| WHAT YOU ARE ASKED TO DO |
Without the pictures, repeat the listing character for character.

· · · · ·

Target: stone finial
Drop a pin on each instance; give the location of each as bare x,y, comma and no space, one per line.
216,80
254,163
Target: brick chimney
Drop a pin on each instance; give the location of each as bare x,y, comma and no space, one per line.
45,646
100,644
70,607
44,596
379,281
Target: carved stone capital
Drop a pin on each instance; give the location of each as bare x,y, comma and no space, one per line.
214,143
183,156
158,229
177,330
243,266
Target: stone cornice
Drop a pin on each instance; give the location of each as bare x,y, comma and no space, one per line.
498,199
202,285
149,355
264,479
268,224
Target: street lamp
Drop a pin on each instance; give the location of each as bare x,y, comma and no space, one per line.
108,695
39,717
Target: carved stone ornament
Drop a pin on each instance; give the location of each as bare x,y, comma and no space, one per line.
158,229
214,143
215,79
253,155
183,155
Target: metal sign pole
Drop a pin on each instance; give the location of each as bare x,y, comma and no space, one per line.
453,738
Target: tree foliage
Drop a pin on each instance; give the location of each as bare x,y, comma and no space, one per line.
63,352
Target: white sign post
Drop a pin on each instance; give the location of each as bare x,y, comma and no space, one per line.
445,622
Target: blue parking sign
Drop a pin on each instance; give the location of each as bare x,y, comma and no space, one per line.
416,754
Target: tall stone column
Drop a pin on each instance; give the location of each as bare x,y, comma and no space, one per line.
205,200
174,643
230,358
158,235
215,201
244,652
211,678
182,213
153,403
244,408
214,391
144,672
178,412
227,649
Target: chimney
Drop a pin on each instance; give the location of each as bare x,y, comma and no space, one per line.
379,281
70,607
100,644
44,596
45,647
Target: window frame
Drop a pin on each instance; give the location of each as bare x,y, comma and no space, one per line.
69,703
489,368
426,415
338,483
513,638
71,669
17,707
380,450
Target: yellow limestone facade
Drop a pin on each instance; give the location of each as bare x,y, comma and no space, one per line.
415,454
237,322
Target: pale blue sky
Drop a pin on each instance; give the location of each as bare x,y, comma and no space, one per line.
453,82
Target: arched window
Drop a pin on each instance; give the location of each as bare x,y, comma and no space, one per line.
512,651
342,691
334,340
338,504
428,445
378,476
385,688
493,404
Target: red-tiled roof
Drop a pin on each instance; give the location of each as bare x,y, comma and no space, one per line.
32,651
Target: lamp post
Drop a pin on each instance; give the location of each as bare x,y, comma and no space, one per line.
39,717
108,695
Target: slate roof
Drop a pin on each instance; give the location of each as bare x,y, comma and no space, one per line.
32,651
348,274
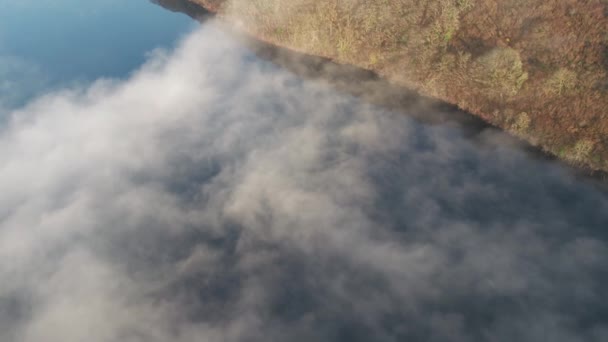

· · · · ·

| OUTPUT BELOW |
Target: stone finial
Drop a pin on each instance; give the location of each as bare x,y, comma and no space, one per line.
216,80
254,163
Target: brick chimney
Drop a pin on each instance; give the location of each as bare x,y, comma and no space, one per line.
45,646
100,644
70,607
44,596
379,281
Target: carved stone capital
Drop a pin on each instance; give the location of each as bare x,y, comma and no space, one per line.
214,143
183,156
158,229
177,330
243,266
Target: stone cornice
Drop a pin on each instance; give the location of each as bare x,y, comma and no space, one per line.
498,199
202,285
149,355
264,479
268,224
Target: street lamp
Drop a pin on each instance; give the location of each as bare x,y, comma and no space, one per line.
108,695
39,717
Target: carved stone ornament
Drop a pin on each instance; give the location of each as bare x,y, comma and no space, one per line.
158,229
214,143
215,79
253,155
183,155
Target: metal sign pole
Drop a pin on each instance; give the location of each as bare x,y, comma and no space, one per line.
453,738
Target: tree foliage
Drop a pin on each instance; give the location of each as bare x,y, comma and no space, one per line.
63,352
Target: white sign post
Drop a pin on each instance; give the location of each as bare x,y, comma and no space, one per line.
445,622
Target: blue parking sign
Drop a pin on each instance; give the location of each as bare x,y, comma and no space, one per line.
416,754
Target: tall stone column
Drop a pin on each instance; give the location of each as bare x,y, comma and no space, one per line.
205,200
174,643
230,358
158,235
215,201
244,652
211,678
182,213
153,403
244,408
214,391
144,672
178,412
227,649
Target: chimney
Drop a pin on each instance; give the location of each as bare x,y, comma and no space, one per line.
379,281
70,607
100,644
44,596
45,647
Target: window frame
Drop a pin on each instance; give the location of each as bare x,y, comma and no space, one per line.
69,703
489,368
426,415
338,483
513,638
71,669
17,707
380,450
Target: yellow limestone facade
Drop a pin on each instance; give the location of each as bare x,y, comma and no space, one per line.
415,454
237,322
Target: pale blue sky
Drop a pin on each instance; give the location of each as bare x,y, comma and no space, one per line.
453,82
Target: arched window
Drop a pin on each instance; give the location of each as bare x,y, comma and no space, one per line.
512,651
342,691
334,340
338,504
428,445
378,476
385,688
493,404
Target: red-tiled roof
Drop a pin on each instance; give the location of each as bare x,y, comma and no space, one per line.
32,651
Target: lamp post
Drop a pin on each instance; give the location of each as bare x,y, comma and no space, one per line.
39,717
108,695
Target: slate roof
Drop a pin on each instance; give the location of each as bare x,y, comma and no space, one per line.
32,651
348,274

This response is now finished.